TRAVAIL À FAIRE:
1. Répondez à ces questions d'après l'entretien sur Camus :
(a) Qu'est-ce que Camus apporte à la personne interrogée ?
(b) De quel prénom Tal est-il le diminutif ?
(c) Dans quel domaine les ancêtres de Tal étaient-ils initiés ?
2. Reprenez l'entretien sur Camus et « Aujourd'hui, Meursault est mort » à l'endroit où il s'arrête, puis poursuivez-le.

Ce qu’il m’apporte ? Le souci du relatif : tout n’est pas noir ou blanc, chez un homme, encore plus chez un écrivain, et plus encore chez un Algérien, car, à mes yeux, Camus reste tout de même Algérien, et même un Algérien dans toute sa splendeur : avec son orgueil, sa sensibilité d’écorché, mais aussi sa schizophrénie. Nous, les Algériens, nous sommes tous plus ou moins schizophrènes. Cela dit, c’est toujours productif, pour un romancier ou un artiste, la schizophrénie !

Revenons à «Aujourd’hui, Meursault est mort» et à la dénomination du «fils de l’Arabe» qui s’appelle aussi Tal Mudarab. Que veut dire son nom au juste ?

Ah ! Là, c’est mon côté «calembourdesque», si j’ose dire, amateur d’anagrammes. Tal, c’est son prénom, diminutif de Talha, prénom de son grand-père. Quant à Mudarab, cela correspond à l’arabe «mouderreb», qui signifie «initié». On peut être initié dans tel ou tel métier : les ancêtres de Tal étaient des «initiés en greffage de palmiers». En fait, et c’est ce que révèlera le personnage lui-même à «Monsieur Albert», le nom de Mudarab n’est autre que l’anagramme parfaite du nom d’un célèbre personnage célinien, que l’on trouve dans «Voyage au bout de la nuit» comme dans «Mort à crédit». Je laisse à vos lecteurs le soin de retrouver ce nom…

Votre essai-fiction sort en Algérie en plein débat sur les crimes coloniaux. Vous n’êtes pas de ceux qui appellent à la repentance et au pardon. Pourquoi ?

INFORMATIONS EXTRAITES:
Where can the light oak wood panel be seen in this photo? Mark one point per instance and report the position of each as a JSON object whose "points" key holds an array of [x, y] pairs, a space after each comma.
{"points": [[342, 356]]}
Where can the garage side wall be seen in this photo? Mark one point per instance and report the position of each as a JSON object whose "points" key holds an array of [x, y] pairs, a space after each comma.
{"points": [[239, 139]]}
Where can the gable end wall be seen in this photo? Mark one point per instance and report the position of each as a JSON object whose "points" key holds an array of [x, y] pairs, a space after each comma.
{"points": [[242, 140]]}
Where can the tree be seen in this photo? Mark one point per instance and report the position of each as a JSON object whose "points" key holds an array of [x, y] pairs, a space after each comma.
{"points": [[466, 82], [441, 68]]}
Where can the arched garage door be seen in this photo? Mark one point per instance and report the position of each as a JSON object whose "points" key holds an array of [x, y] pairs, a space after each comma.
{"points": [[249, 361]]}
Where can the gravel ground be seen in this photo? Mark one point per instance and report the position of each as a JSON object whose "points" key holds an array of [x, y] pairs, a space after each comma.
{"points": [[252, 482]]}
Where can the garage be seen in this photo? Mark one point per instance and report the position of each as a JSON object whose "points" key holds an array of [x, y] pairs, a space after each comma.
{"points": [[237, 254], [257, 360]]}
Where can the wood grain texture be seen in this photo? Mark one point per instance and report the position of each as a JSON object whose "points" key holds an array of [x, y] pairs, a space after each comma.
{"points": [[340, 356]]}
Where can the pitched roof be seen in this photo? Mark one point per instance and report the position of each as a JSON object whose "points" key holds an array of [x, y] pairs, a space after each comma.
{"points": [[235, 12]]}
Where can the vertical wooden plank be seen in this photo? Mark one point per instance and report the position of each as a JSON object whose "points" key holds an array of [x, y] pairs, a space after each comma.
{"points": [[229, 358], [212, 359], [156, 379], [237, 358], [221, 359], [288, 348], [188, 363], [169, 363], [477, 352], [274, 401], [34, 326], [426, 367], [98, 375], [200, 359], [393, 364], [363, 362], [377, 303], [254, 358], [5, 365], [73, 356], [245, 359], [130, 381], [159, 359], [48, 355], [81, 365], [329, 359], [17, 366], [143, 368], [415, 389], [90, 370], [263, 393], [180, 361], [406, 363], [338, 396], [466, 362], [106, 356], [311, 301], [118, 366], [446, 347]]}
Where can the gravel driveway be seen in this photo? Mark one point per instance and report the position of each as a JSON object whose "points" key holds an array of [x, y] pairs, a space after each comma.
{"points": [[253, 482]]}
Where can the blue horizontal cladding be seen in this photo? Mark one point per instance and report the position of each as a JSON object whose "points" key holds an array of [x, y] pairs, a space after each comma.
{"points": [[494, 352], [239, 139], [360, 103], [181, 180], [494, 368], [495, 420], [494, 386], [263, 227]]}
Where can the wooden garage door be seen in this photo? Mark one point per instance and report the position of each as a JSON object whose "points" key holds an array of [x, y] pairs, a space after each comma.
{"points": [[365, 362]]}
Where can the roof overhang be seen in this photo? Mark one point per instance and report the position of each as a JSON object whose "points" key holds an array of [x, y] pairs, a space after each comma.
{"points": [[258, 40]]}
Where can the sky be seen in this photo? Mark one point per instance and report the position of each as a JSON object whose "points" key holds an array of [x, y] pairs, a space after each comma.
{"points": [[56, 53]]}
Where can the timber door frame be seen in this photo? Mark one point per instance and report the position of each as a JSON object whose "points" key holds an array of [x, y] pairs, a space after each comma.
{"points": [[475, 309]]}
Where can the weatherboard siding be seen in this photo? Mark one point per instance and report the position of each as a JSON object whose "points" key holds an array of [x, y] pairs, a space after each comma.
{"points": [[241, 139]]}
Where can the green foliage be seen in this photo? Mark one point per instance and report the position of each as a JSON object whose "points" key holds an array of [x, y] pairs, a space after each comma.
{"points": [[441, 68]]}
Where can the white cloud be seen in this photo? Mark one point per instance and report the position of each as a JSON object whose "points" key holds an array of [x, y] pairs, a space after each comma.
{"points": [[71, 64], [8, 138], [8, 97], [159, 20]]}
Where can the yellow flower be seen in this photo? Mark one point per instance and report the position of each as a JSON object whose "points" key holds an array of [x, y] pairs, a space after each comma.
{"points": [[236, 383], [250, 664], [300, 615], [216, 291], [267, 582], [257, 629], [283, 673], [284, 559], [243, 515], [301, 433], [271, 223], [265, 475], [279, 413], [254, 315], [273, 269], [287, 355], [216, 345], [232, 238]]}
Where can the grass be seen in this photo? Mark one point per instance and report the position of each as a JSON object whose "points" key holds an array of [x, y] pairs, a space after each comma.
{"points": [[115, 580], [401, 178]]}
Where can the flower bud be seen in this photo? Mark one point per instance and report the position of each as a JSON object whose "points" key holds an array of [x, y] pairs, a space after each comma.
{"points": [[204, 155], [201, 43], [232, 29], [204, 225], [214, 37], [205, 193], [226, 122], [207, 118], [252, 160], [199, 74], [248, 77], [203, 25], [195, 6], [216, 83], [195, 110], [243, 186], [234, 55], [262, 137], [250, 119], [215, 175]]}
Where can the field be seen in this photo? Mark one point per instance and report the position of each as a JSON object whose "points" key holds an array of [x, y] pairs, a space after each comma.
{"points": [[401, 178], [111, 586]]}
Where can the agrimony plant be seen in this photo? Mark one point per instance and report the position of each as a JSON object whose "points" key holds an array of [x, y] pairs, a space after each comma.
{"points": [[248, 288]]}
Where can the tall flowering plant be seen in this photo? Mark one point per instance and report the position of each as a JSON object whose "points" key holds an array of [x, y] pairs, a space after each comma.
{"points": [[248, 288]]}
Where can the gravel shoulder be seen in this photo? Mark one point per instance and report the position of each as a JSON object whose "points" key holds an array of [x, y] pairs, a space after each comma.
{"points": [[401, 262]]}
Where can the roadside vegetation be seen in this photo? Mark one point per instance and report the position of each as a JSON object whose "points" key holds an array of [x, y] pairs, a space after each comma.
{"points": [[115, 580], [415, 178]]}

RÉPONSES:
1.
(a) Le souci du relatif.
(b) De Talha, le prénom de son grand-père.
(c) Le greffage de palmiers.

2.
D’abord, parce que «repentance» est un concept foncièrement religieux. Et le mea culpa n’est opérant que pour celui qui le formule, pas pour la victime, en ce sens que le pardon ne sert qu’à soulager à bon compte la conscience de celui qui le demande. Ce qu’il faut et qui aurait dû être fait voilà au moins une génération, c’est que, dans l’écriture de son histoire, la France ne zappe plus les 132 ans de colonisation qui furent aussi une longue période de déshumanisation. Et cela devrait commencer avec la refonte des manuels scolaires et l’étude apaisée des temps des colonies qui n’auront été des «temps bénis» que pour le colon. Et comme il arrive que des esprits chagrins, négationnistes, voire des philosophes comme Michel Onfray, mettent sur le même plan la violence coloniale et la violence des combattants pour l’indépendance, il suffit de leur rappeler les mots de Mandela (et que mon personnage, le fils de l’Arabe lui-même, rappelle à Albert Camus), qui, répondant à ceux qui lui reprochaient la violence de l’ANC, disait : «C’est toujours l’oppresseur, non l’opprimé, qui détermine la forme de la lutte. Si l’oppresseur utilise la violence, l’opprimé n’aura pas d’autre choix que de répondre par la violence. Dans notre cas, ce n’était qu’une forme de légitime défense».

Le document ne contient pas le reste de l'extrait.